-- Start PASSAGE SHOWN --
The NES establish the minimum entitlements to annual leave, how and when annual leave can be taken, and the pay rate employees should receive.
The NES also set out what happens with annual leave when there is a transfer of employment, and the arrangements that apply to the cashing out of annual leave.
What are the minimum entitlements to annual leave?
An employee (other than a casual employee) accumulates four weeks of paid annual leave for each year of service with the employer. An employee’s entitlement to annual leave accumulates continuously based on the number of ordinary hours they work. Annual leave continues to accumulate when an employee takes a period of paid annual leave or paid personal/carer’s leave. Annual leave will not accumulate on unpaid leave unless it is community service leave or it is provided for in an award or registered agreement.
An employee classified as a ‘shiftworker’ is entitled to five weeks of paid annual leave. This is the case if an award or registered agreement applies to the employee, and defines or describes the employee as a shiftworker for the purposes of the NES.
-- End PASSAGE SHOWN --
-- Start EXCERPTED RECORDS --
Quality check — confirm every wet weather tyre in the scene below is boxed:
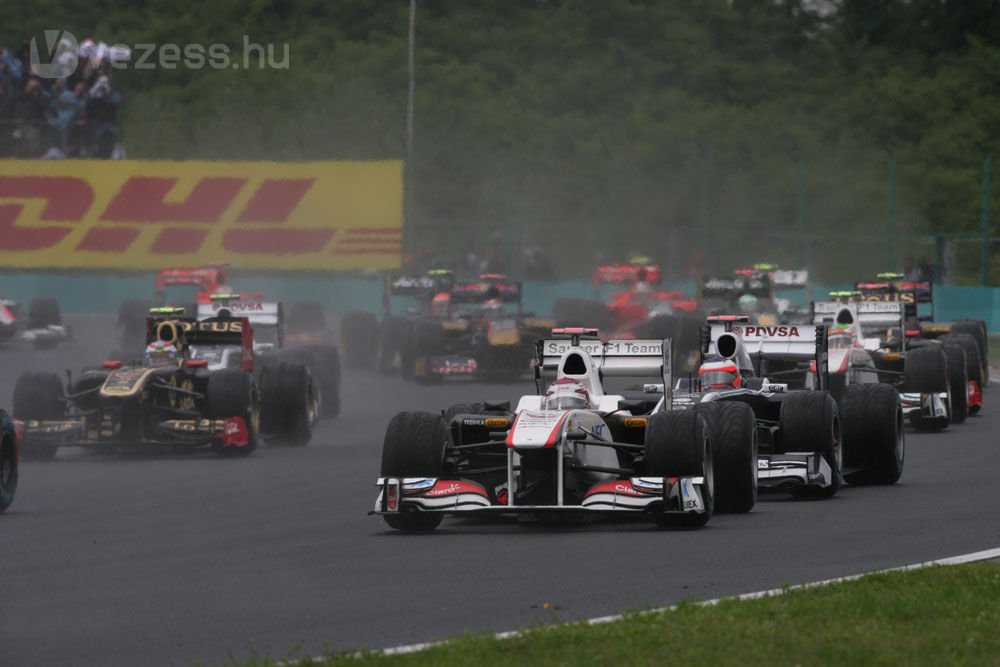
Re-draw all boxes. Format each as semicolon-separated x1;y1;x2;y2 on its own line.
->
903;344;948;394
644;410;715;528
840;384;906;484
14;372;66;461
779;391;843;498
940;333;986;390
0;418;17;512
381;412;448;532
951;320;990;386
205;368;260;456
340;310;378;370
260;363;317;447
944;342;968;424
696;401;757;514
28;299;62;329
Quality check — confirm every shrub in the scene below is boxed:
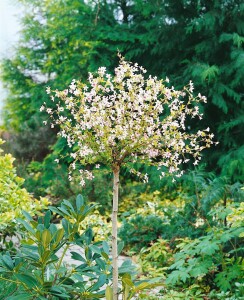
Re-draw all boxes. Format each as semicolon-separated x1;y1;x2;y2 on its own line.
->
119;215;164;252
0;139;49;250
166;206;244;292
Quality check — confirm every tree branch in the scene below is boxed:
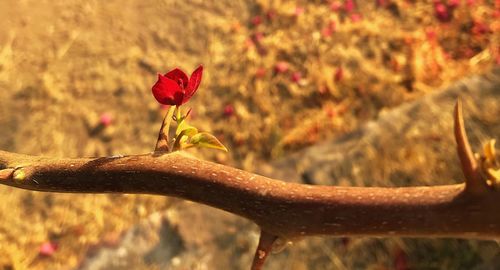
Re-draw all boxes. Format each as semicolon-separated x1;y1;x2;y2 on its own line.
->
0;100;500;269
0;151;500;239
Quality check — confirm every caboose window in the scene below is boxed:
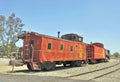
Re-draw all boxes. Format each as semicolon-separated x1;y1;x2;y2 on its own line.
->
60;44;63;50
70;46;73;51
48;43;52;50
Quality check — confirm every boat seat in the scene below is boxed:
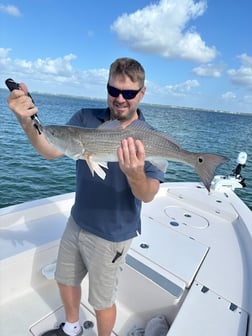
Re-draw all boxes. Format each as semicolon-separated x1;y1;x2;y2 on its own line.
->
167;282;248;336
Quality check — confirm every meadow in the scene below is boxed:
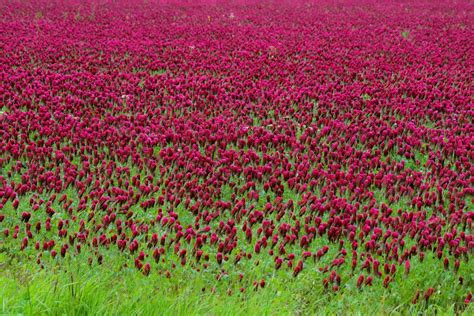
-- End EXCERPTED RECORDS --
WRITTEN PROBLEM A: Translate the sentence "An employee classified as a ‘shiftworker’ is entitled to five weeks of paid annual leave." from the passage on annual leave entitlements into French.
WRITTEN PROBLEM B: Write a continuation of the passage on annual leave entitlements, beginning after its final sentence.
The records are not required for the tasks that follow.

FINAL ANSWER A: Un salarié classé comme « travailleur posté » a droit à cinq semaines de congé annuel payé.

FINAL ANSWER B:
An award and agreement-free employee can also qualify for the shiftworker entitlement to five weeks of annual leave if all of the following apply to the employee:
- they are employed in an enterprise where shifts are continuously rostered 24 hours a day for seven days a week
- they are regularly rostered to work those shifts
- they regularly work on Sundays and public holidays.
Awards and registered agreements provide additional annual leave entitlements on top of the NES. Award and agreement-free employees can agree with their employer to purchase extra annual leave in exchange for forgoing an equal amount of pay.
When can annual leave be taken?
Annual leave can be taken as soon as it is accumulated; it does not have to be taken each year. It is up to each employer and employee to agree on when and for how long annual leave can be taken.
However, the employer must not unreasonably refuse an employee’s request to take annual leave. There is no maximum or minimum period of annual leave that can be taken.
An employee is not on annual leave if the period during which an employee takes annual leave:
- includes a day or part-day that is a public holiday
- includes a period of any other leave (other than unpaid parental leave), or a period of absence from employment due to community service leave.
What payments are required when annual leave is taken?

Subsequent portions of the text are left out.